Prompt → Return only the stretch of the material below that begins with the line containing "Query: clear blue sky" and ends with the line containing "find the building with", exactly; both of those lines belong to it.

Source information →
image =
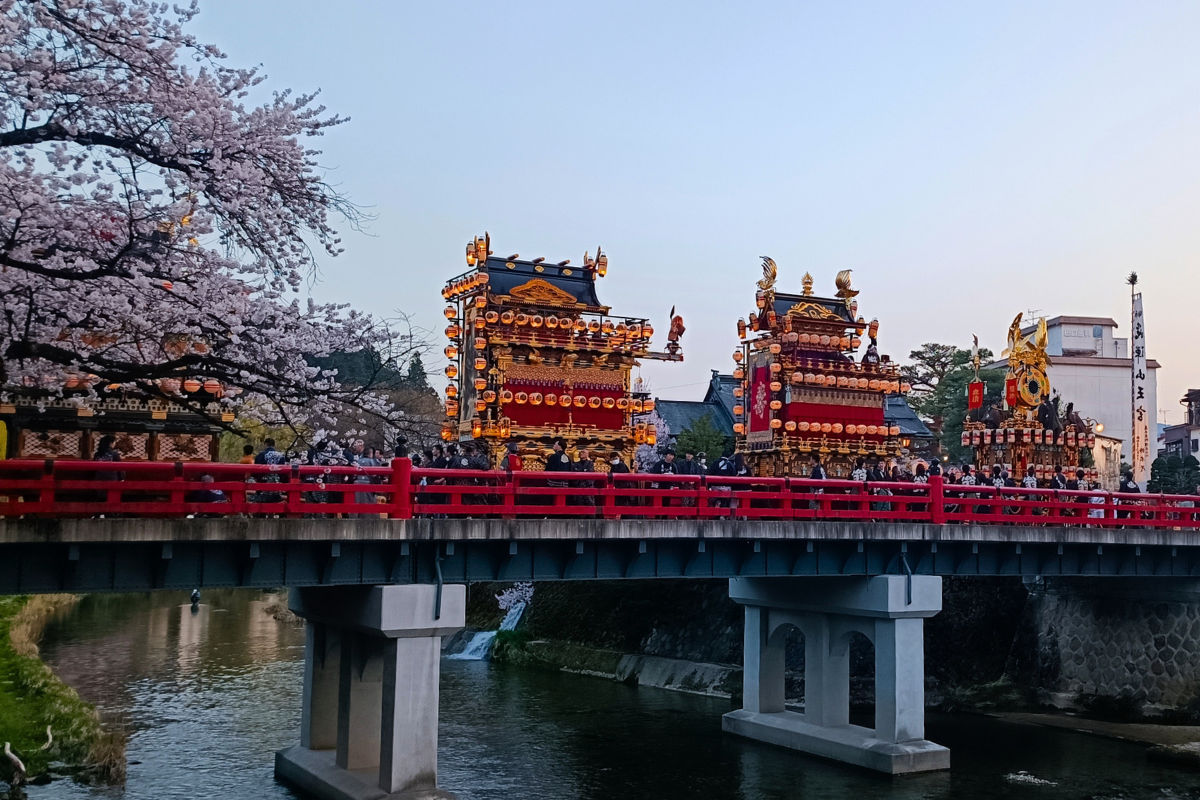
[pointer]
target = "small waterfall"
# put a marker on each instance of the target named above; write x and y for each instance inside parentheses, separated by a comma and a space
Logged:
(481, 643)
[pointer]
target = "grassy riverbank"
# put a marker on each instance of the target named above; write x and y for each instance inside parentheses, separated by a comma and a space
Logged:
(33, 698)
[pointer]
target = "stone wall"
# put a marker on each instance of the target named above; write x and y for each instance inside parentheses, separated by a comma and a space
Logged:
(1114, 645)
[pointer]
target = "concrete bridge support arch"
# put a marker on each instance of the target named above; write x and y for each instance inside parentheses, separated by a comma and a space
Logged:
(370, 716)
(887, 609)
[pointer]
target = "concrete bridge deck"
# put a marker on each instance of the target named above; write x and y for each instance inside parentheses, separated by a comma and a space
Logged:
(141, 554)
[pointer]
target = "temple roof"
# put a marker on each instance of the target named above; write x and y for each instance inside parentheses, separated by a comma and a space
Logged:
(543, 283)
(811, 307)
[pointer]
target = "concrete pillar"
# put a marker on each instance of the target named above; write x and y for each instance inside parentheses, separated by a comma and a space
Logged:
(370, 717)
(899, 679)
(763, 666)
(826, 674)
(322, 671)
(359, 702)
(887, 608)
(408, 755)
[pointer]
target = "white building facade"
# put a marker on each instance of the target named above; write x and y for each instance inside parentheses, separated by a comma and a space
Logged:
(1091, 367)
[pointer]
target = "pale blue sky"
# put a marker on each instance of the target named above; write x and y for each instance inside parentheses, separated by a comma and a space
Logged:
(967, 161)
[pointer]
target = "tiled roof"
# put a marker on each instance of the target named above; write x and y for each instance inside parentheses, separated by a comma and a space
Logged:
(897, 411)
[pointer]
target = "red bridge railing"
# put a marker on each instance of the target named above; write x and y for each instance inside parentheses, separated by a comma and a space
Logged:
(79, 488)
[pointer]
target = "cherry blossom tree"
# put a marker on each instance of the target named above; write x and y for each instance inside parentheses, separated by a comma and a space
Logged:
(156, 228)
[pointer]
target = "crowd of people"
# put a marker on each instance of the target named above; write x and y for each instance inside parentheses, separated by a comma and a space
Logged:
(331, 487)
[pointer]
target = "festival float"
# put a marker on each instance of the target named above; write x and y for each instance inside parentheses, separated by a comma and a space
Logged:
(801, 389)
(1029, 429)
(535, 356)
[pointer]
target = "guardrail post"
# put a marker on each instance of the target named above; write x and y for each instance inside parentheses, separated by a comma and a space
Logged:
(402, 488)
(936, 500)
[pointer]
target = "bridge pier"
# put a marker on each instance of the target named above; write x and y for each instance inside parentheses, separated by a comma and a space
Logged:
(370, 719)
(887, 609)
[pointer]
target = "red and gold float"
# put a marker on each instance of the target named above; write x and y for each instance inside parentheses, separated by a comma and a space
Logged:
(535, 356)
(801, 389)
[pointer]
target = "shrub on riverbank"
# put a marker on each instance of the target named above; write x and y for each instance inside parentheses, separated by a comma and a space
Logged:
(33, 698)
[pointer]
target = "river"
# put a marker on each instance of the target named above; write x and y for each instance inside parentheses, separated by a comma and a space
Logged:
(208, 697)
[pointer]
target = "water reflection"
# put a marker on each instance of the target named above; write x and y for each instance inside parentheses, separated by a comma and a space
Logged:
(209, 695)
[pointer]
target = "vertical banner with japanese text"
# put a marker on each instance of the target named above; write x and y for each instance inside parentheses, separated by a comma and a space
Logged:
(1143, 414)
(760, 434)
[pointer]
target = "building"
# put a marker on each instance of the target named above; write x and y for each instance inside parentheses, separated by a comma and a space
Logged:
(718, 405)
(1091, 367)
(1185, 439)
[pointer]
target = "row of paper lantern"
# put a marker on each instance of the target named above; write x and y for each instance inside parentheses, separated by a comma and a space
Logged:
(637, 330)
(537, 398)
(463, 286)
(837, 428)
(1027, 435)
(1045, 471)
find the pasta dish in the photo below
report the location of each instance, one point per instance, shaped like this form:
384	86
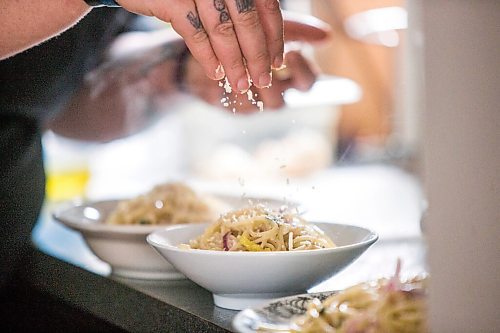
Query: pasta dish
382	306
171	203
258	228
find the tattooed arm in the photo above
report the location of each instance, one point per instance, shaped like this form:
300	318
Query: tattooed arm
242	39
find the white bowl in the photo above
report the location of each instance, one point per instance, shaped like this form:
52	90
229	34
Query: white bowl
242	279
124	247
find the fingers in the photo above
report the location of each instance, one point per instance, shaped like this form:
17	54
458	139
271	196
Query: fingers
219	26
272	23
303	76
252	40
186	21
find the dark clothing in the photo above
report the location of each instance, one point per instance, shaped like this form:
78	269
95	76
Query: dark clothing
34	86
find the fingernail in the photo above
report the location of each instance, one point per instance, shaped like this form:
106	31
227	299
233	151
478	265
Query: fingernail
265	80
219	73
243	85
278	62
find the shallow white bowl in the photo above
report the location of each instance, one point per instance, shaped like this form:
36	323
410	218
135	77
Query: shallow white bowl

* * *

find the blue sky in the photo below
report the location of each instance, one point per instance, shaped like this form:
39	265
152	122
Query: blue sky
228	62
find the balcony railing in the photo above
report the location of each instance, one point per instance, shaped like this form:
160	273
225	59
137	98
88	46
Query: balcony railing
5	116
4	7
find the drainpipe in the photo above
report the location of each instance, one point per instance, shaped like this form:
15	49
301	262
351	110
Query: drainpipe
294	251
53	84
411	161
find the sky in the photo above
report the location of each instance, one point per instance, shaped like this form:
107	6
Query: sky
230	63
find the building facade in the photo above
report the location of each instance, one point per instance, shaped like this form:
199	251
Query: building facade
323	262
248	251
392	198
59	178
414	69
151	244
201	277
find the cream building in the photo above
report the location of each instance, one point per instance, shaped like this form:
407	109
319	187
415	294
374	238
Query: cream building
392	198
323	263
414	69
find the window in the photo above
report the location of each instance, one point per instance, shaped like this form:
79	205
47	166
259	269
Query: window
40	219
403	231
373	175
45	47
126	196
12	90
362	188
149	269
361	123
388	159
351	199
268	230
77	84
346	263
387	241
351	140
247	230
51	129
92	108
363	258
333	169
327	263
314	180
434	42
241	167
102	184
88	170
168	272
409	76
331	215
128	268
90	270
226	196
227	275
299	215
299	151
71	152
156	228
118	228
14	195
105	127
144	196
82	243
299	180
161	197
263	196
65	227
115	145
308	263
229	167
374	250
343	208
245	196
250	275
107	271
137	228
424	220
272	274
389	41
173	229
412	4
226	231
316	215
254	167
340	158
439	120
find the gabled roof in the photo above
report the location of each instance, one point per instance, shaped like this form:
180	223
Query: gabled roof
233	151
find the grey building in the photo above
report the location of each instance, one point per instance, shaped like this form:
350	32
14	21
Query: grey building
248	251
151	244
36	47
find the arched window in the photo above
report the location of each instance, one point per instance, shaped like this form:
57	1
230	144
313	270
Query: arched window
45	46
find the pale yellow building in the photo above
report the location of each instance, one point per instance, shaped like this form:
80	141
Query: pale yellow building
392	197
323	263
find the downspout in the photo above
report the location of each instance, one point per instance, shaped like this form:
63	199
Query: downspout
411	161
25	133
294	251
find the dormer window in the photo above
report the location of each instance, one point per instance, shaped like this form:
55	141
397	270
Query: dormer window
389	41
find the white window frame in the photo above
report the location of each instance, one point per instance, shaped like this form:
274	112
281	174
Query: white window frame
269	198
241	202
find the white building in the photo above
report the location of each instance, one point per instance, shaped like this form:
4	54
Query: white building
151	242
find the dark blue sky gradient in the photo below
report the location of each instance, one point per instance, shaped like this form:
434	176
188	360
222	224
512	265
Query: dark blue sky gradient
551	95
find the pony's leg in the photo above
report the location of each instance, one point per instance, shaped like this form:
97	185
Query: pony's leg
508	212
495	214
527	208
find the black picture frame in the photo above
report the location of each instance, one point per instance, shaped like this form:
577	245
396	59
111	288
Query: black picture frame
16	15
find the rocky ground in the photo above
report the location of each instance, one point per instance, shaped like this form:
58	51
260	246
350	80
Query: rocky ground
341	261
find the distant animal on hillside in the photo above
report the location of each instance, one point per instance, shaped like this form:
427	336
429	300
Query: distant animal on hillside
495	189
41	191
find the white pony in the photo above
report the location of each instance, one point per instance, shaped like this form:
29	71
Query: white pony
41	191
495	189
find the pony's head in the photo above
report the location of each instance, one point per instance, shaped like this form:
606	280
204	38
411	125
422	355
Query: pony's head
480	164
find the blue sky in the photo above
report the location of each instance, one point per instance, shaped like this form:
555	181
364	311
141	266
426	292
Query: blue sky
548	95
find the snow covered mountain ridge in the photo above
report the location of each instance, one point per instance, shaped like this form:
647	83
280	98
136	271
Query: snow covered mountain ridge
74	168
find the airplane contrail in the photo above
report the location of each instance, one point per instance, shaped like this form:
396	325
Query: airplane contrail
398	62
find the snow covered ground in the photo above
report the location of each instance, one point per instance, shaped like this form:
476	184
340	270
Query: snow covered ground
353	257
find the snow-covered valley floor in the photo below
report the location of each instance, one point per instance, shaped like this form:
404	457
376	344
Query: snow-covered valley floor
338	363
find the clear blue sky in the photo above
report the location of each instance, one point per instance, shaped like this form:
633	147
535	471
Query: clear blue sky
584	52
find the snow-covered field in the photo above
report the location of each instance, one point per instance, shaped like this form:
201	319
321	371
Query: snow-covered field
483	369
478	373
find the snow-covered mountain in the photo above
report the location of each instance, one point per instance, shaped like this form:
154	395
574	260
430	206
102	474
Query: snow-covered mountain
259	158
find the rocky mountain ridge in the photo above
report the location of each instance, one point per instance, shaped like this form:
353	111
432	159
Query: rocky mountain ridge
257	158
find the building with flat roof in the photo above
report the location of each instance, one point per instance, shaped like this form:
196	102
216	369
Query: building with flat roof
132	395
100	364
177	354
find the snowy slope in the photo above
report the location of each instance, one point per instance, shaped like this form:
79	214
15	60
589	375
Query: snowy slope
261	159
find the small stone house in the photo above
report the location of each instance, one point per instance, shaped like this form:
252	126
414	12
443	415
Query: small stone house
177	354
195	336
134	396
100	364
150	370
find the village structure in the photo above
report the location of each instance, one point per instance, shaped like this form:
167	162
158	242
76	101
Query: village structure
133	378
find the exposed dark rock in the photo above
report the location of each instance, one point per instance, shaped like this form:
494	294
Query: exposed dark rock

Result →
Query: clear blue sky
584	52
find the snow-covered field in the photo above
report the location of each instance, one point per instance, shaped like this form:
201	319
321	371
Query: snow-covered field
483	369
478	373
find the snow-covered mountain in the photo above
report the location of each instance, one point per instance, shaped like this form:
154	395
574	260
430	206
102	474
Query: snow-covered mountain
259	158
find the rocky mountain ridge in the photo above
report the location of each instance, one point per instance, shaped like this form:
353	111
432	159
Query: rocky mountain ridge
257	158
find the building with flat roof in the photo above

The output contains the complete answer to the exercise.